===== Provided text =====
# Sign Cut X-2 Trial



## tdprout (Mar 29, 2008)

Since reading posts and talking to Ken about Signcut...I couldn't wait to get home to download. I just tried and I can't download it from their site Download Free Trial What I am I to do??


----------



## funkymunky (Dec 8, 2007)

tdprout said:


> Since reading posts and talking to Ken about Signcut...I couldn't wait to get home to download. I just tried and I can't download it from their site Download Free Trial What I am I to do??


Hi TDP,
Try again! It's great! Clear your cookies, clear your cache do anything just get it!
I contacted them with an issue and got quite a fast response so try that if all else fails.
Remember, I think they are based in Norway.

Good luck
Phil


----------



## kenimes (Feb 12, 2008)

So you fill out the info. and they email you a temp license number and your user name is your email address. Go back to their main page and login with this info., then you can get to their download site.

They are based out of Sweden, but Norway is close.

=)


----------



## txkustomgrafix (Jun 1, 2007)

I have sign cut x-2 and flexi. If you can afford it buy a flexi product. Sign cut x2 requires an internet connection and offers time limited software licenses. Cant use sign cut x2 if you take your cutter somewhere like the flea market where you do not have an internet connection.


----------



## kenimes (Feb 12, 2008)

txkustomgrafix said:


> I have sign cut x-2 and flexi. If you can afford it buy a flexi product. Sign cut x2 requires an internet connection and offers time limited software licenses. Cant use sign cut x2 if you take your cutter somewhere like the flea market where you do not have an internet connection.


 
It can be done, but you just have to simulate the LE version, which lacks several features of the PE version, but does not require an internet connection.


----------
===== Raw data =====
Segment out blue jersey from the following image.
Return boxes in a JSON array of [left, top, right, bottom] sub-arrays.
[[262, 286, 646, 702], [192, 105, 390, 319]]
=====
- _Your task_
Rewrite the Sign Cut X-2 thread starting with "So you fill" and going on through "(Jun 1, 2007)", putting "temporary license number" in place of "temp license number".

- _Correct output_
So you fill out the info. and they email you a temporary license number and your user name is your email address. Go back to their main page and login with this info., then you can get to their download site.

They are based out of Sweden, but Norway is close.

=)


----------



## txkustomgrafix (Jun 1, 2007)